::: Excerpted text :::
Tomorrow: road ride with a friend, I’ll try to get 30 min of intervals done early and then we’ll get a little climbing in. Sunday I’m torn between a short local not that appealing mtb ride with a friend vs a longer not local more appealing mtb ride with a group.

On the equipment front, finally after 4 years Mr H has buried my rear brake cable on the TT bike. It has been explained to me but I still don’t 100% understand why it was so difficult. My cockpit now looks totally hot though. It previously made me cringe.

And the second piece of equipment news is that my birthday is next week and I’m getting a dropper post for the mtb, it arrives Tuesday. I had one on the old mtb but it was a KLev that always seemed to need fixing. When I got the Spark, the light weight of the bike was such a revelation that I resisted adding a dropper to it. I’m also considering doing Rebecca’s Private Idaho (a hundred mile gravel ride next year) on the Spark. Since I won’t have the aero benefit of riding in the drops, I was wanting to keep the bike light. I was pulled in two directions, then saw my fitter last week who assured me that pro mtb-ers are huge weight weenies and pretty much all have droppers nowadays.

So tl/dr I’m getting a Rockshox Reverb AXS, which is an electronic wireless dropper. No cabling means I can take it off to put the Spark in a pure cross country or gravel config or leave it on for actual mountain biking. Swapping out seat posts will be a 3 min thing vs pulling the bike apart.

There was some hope it would arrive the shop today, but it didn’t which means I won’t have it until Tuesday. The unfortunate thing about that is I’ve committed to a 100 mile road ride next weekend (heaven help me, I’m in no shape to be doing that right now, thankfully my friend is fairly slow) so I won’t get a real mtb ride in on it before I head up to Mammoth for my Trek Dirt Series clinic Aug 2.

And along those lines, @TMonk and @Ttoc6 or anyone else who mountain bikes, I’ve reserved an enduro bike to demo but now I’m wondering do I just ride my own bike with the dropper and get some time in on that in the presence of the instructors? The enduro bike is I think maybe 10-12 pounds heavier than the Spark, and we’ll be riding at altitude which will make the whole thing more fatiguing. But I’ve never tried an enduro bike and this would be a great venue to demo one. I’m torn. The format is two days of instruction- morning skills and afternoon ride with instructors. There’s a lot of stopping and starting and talking though, it wasn’t physically grueling by any means when I went last year. I’m not sure I’ll even get the demo, I signed up for it pretty early but there’s only one 29er version in my size, so maybe it will be a moot point anyway. What say you? Demo the enduro or ride the Spark? The Spark is a very confidence-inspiring bike for me, so there’s that too.
:::
_Required tasks_
[1] Do these statements agree with the cycling post? Answer yes or no for each, and quote the words from the post that decide it.
(a) The dropper post for the mtb arrives on Tuesday.
(b) The writer's old mtb had no dropper post.
(c) The enduro bike is lighter than the Spark.
[2] Can you return everything in the cycling post from "Tomorrow: road ride" down to "with a group.", copied exactly?
[3] How would you put this sentence from the cycling post into Spanish: "Swapping out seat posts will be a 3 min thing vs pulling the bike apart."
None of the stored data entries are needed here.
::: Records provided :::
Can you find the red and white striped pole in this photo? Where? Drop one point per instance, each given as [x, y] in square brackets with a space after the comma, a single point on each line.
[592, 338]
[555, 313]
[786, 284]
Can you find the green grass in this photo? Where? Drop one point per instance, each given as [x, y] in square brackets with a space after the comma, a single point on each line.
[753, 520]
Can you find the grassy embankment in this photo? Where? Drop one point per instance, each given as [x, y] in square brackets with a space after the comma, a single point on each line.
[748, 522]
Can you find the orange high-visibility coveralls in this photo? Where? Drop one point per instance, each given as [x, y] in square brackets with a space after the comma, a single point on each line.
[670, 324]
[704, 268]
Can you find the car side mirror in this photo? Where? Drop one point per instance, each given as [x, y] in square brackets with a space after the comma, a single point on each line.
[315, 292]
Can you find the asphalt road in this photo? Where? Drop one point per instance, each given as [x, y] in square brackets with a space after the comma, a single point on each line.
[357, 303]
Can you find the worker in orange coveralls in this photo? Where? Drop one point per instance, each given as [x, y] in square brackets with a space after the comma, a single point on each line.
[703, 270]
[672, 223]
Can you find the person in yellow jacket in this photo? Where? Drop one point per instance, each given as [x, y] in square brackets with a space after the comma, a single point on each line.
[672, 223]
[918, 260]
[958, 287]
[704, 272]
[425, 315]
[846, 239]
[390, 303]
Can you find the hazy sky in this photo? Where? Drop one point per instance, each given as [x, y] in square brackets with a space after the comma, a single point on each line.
:::
_Answers per task_
[1]
(a) Yes: "it arrives Tuesday."
(b) No: "I had one on the old mtb but it was a KLev that always seemed to need fixing."
(c) No: "The enduro bike is I think maybe 10-12 pounds heavier than the Spark"

[2]
Tomorrow: road ride with a friend, I’ll try to get 30 min of intervals done early and then we’ll get a little climbing in. Sunday I’m torn between a short local not that appealing mtb ride with a friend vs a longer not local more appealing mtb ride with a group.

[3] Cambiar las tijas del sillín será cuestión de 3 minutos, en lugar de desmontar la bicicleta.